**Passage**
#####

Monday, 4 August 2025

Oats by Paul May

Some time during last winter I had an idea. I have an allotment in North London where I grow vegetables and fruit and flowers. There's a wild flower meadow and a pond in an old bath that was once in the former mental hospital in Friern Barnet, but the bath is a story for another day. I say I had an idea, but it was almost a vision. I had a bit of space and I pictured it in my head as a field of oats.

Why oats? I don't know, but once the idea was there I had to run with it. I would buy some seed, plant it and watch it grow. How hard could it be?

Well . . . the first thing I discovered was that there were two main varieties I could grow, Avena Sativa, the normal, everyday oat, and Avena Nuda, also known as naked oats and mainly found in health food shops. The difference is this: Avena Sativa has an outer husk, and then a hard inner husk which surrounds the grain and is not that easy to remove. More of this later. Avena Nuda doesn't have this inner husk, making it much easier to process. So, naturally, I set out to find some Avena Nuda seed.

Avena Nuda is not widely grown in the UK. I found a seed merchant who had it. The minimum order was 500 kilos. I needed about 500 grams. I found people who could supply the seed, but they were in Ireland and couldn't supply the seed to the UK. So I bought a pack from a health food shop and tried sprouting those seeds to see if they would be useable. The germination rate was very poor. I tried several times with different conditions but in the end I gave up and went looking for seed of Avena Sativa. Lots of places sold small amounts of this for sprouting and making oat grass, to juice or put in salads, but I checked with the suppliers and it was suitable for sowing outside.


Oats are a cold weather cereal, which is why they're grown in the north, so I wasn't sure how they'd do in London where summer temperatures are high and getting higher. I planted them on March 5th, having first made a tool of which I was quite proud to enable me to space the seeds in rows three inches apart. They germinated quickly and I was soon fielding regular enquiries about what I was growing. I'd discovered during my initial research that oats are supposed to secrete something from their roots that suppresses weed growth. According to the books this effect is so strong that you shouldn't plant anything else where the oats have been until three weeks have passed. 


I am not convinced. Maybe the weeds grew less fast than they would have done, and they didn't grow as fast as the oats, but grow they did. And I'm glad about that because the poppies grew too and for a week or two looked fantastic. And the field of oats looked just as I'd imagined it, first green, then golden.


I started to worry about when to harvest. The tops of the plants seemed ripe, but there were greenish heads lower down. I cut a small amount before going away on holiday in July and left them to dry in the greenhouse. Then, when I got back, I tried to process them. It's not that hard to separate the outer husks and the straw from the grains, but those inner husks are really tricky. I tried various things, including putting the grain in a plastic bag and hitting it with a lump hammer, using a rolling pin, and grinding them in a blender. I managed to extract a small amount of oatmeal but it hardly seemed with the effort, except . . .

#####

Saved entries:
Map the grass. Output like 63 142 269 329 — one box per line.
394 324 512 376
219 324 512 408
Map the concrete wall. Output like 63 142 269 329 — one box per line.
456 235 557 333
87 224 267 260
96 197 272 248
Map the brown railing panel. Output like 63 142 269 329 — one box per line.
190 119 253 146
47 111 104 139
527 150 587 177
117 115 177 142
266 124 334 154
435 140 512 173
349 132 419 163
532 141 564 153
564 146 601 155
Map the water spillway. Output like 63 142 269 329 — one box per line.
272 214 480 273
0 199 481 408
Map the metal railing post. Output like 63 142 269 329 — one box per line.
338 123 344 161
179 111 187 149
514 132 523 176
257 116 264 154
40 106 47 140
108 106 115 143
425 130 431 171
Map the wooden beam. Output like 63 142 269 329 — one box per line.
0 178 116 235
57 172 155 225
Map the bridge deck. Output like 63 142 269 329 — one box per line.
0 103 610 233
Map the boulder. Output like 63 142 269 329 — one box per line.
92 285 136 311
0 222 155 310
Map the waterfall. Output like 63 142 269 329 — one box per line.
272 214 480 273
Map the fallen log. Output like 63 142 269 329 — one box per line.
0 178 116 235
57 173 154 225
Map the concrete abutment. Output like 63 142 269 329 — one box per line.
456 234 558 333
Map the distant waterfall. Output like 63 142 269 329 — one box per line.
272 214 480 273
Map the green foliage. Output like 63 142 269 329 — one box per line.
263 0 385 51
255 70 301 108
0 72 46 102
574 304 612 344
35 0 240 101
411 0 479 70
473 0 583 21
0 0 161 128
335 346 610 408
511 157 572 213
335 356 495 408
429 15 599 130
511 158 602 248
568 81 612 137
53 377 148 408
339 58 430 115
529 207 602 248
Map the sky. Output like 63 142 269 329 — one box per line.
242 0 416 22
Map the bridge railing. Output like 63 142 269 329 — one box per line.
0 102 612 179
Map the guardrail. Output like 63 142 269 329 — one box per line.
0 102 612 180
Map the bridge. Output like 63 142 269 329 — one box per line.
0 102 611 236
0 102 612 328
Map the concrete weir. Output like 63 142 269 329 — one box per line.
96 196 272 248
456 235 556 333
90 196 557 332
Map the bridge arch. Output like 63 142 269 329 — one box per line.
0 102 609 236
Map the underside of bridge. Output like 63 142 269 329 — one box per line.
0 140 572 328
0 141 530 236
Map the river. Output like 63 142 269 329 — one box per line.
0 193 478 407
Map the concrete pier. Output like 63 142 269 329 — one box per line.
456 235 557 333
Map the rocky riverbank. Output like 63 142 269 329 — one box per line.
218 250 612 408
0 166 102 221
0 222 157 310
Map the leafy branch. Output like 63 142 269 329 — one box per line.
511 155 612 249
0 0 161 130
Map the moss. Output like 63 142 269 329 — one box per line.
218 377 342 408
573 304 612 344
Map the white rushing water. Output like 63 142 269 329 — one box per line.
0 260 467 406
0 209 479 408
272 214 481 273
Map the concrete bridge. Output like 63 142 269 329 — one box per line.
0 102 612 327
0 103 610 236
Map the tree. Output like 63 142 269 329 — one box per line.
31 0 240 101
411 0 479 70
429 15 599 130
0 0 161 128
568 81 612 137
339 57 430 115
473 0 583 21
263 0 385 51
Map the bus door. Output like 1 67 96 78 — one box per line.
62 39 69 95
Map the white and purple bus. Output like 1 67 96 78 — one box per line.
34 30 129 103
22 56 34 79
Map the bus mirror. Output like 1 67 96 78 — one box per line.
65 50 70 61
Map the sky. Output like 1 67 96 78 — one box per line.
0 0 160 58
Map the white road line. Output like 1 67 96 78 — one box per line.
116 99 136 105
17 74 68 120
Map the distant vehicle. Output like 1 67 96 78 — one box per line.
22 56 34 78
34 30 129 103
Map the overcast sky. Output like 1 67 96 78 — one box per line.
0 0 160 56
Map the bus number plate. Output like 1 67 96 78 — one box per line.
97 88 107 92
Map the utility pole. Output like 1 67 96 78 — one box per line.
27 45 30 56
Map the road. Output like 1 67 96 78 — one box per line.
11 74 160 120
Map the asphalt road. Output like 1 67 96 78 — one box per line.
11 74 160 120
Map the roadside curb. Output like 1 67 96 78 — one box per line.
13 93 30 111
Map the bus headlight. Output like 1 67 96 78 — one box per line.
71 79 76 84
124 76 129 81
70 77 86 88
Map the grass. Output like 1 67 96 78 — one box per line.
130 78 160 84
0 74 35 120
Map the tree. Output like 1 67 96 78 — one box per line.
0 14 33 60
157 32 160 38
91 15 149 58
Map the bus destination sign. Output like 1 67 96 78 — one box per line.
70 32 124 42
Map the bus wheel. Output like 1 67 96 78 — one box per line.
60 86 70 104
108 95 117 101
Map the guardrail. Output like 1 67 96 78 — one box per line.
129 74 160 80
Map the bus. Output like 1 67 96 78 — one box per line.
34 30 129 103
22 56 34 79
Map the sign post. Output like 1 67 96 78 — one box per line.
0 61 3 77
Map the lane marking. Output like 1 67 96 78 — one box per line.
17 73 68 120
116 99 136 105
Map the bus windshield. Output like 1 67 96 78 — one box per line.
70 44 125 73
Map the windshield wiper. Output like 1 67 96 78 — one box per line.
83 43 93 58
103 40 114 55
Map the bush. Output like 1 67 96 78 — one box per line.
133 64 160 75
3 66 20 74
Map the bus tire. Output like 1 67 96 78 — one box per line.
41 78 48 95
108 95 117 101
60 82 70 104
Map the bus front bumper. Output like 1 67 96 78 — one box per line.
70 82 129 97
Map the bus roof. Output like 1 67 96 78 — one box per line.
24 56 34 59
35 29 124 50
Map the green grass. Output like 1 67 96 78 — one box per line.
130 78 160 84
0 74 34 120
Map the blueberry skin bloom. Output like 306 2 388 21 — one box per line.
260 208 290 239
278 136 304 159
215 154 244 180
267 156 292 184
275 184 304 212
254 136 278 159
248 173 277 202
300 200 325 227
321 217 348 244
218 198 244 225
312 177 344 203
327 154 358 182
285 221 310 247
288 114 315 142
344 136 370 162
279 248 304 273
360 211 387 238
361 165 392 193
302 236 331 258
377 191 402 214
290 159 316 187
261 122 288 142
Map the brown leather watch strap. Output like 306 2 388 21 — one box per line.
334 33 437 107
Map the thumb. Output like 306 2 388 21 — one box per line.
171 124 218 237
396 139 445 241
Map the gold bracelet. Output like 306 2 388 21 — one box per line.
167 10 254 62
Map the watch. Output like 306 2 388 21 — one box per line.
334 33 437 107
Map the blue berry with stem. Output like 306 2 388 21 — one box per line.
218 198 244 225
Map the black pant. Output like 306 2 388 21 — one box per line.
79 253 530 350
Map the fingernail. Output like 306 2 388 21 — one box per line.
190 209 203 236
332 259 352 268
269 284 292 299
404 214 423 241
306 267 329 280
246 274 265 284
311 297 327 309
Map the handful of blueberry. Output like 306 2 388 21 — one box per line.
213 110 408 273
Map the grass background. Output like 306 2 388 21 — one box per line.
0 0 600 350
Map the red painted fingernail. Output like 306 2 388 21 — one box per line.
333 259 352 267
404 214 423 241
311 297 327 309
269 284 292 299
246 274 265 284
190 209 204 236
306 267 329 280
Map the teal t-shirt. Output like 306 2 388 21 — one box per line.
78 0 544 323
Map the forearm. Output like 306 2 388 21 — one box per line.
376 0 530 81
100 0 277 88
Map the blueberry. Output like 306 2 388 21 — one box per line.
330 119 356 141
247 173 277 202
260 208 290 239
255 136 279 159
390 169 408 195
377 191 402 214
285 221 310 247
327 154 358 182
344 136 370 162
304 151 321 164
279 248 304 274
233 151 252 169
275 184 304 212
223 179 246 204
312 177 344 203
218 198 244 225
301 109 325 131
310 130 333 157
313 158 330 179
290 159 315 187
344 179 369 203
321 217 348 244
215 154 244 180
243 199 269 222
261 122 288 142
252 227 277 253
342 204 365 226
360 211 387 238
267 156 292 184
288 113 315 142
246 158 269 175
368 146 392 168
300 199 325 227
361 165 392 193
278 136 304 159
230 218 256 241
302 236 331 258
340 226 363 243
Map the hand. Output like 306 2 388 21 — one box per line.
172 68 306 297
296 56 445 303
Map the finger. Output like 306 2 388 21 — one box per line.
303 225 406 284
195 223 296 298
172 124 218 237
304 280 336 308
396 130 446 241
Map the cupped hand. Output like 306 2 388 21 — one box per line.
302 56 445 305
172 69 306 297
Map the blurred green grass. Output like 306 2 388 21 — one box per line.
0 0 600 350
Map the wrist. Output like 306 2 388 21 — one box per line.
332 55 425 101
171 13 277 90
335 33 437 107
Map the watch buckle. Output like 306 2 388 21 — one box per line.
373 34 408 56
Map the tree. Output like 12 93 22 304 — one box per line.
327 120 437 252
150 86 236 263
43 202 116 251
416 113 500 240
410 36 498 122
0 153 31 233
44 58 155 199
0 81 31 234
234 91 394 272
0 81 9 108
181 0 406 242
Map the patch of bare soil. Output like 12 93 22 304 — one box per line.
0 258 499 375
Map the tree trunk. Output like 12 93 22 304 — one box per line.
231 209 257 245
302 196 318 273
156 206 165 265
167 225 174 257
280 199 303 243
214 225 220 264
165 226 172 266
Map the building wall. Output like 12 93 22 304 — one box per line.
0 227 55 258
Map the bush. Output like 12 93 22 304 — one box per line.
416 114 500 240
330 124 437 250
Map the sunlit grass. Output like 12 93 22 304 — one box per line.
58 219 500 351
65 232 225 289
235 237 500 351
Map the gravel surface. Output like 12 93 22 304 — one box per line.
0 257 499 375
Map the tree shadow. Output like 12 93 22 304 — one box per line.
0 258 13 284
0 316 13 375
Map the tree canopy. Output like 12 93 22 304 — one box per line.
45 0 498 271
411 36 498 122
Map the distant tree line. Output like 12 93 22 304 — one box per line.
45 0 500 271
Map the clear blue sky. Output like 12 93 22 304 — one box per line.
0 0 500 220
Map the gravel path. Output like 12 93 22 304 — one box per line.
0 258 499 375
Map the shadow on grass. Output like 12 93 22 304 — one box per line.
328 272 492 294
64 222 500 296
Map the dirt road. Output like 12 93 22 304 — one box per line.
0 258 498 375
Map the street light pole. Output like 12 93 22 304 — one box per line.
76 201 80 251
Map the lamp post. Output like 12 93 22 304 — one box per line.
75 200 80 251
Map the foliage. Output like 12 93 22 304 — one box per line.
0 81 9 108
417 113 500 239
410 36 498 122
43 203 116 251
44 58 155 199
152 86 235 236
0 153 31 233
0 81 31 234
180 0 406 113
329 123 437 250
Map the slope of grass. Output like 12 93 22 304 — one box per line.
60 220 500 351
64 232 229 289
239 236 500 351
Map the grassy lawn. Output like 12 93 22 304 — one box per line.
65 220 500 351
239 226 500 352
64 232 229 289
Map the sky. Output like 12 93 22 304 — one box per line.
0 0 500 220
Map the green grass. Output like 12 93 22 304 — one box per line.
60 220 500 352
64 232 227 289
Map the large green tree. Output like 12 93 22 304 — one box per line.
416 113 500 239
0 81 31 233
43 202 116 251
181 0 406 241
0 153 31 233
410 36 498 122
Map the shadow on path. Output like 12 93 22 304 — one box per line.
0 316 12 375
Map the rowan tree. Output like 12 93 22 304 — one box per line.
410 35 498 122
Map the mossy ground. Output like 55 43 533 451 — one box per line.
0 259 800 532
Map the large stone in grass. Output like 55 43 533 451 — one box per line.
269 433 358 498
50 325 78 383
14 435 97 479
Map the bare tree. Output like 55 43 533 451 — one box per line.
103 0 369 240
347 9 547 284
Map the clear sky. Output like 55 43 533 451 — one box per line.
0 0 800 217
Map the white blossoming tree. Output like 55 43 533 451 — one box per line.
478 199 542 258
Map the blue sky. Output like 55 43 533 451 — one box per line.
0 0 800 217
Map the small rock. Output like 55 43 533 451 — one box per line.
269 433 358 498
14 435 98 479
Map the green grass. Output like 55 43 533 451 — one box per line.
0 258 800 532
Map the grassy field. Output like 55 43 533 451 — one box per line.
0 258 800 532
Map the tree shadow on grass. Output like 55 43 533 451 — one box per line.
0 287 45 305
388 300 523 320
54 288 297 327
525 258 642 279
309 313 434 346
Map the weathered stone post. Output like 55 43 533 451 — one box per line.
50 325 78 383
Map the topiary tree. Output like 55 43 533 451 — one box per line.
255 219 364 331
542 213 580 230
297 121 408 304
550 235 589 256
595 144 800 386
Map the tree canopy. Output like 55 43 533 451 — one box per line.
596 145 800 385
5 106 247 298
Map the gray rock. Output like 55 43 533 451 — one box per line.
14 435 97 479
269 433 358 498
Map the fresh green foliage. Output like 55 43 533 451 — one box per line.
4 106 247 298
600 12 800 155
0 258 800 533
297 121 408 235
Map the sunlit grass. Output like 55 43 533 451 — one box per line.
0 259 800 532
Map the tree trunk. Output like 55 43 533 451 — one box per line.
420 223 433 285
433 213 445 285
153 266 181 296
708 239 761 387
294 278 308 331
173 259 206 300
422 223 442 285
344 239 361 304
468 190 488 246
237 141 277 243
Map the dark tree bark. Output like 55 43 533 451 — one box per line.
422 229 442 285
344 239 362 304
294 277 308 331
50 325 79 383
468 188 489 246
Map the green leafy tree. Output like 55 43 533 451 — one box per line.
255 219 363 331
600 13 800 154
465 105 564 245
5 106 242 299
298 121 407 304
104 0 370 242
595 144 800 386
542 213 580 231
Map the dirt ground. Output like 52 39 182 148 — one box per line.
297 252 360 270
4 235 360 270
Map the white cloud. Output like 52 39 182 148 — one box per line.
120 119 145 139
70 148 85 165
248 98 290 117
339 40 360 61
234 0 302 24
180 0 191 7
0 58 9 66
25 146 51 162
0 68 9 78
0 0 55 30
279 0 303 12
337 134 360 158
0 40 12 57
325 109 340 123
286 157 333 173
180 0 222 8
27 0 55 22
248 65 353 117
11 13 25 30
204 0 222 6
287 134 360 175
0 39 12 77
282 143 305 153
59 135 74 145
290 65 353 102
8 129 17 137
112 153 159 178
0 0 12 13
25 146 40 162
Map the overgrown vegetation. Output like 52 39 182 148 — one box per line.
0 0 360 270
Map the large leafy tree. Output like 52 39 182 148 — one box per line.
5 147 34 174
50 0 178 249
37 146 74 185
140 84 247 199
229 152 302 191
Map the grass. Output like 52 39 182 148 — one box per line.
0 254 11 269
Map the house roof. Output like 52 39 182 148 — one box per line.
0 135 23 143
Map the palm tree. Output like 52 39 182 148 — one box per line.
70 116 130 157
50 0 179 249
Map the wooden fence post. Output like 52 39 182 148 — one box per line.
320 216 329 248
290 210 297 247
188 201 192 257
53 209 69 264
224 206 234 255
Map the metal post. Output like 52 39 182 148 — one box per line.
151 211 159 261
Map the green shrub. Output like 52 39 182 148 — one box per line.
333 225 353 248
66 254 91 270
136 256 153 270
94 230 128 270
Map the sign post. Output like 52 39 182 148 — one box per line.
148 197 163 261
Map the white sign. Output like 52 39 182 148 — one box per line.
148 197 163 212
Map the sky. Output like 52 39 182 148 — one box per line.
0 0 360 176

#####

**Exercise requirements**
**1.** In the post about growing oats, on what date did the writer plant the oats?
**2.** Reproduce word for word the passage of the oats post that starts at the words "Some time during" and ends after the words "field of oats.".

**Exercise responses**
**1.** March 5th.

**2.**
Some time during last winter I had an idea. I have an allotment in North London where I grow vegetables and fruit and flowers. There's a wild flower meadow and a pond in an old bath that was once in the former mental hospital in Friern Barnet, but the bath is a story for another day. I say I had an idea, but it was almost a vision. I had a bit of space and I pictured it in my head as a field of oats.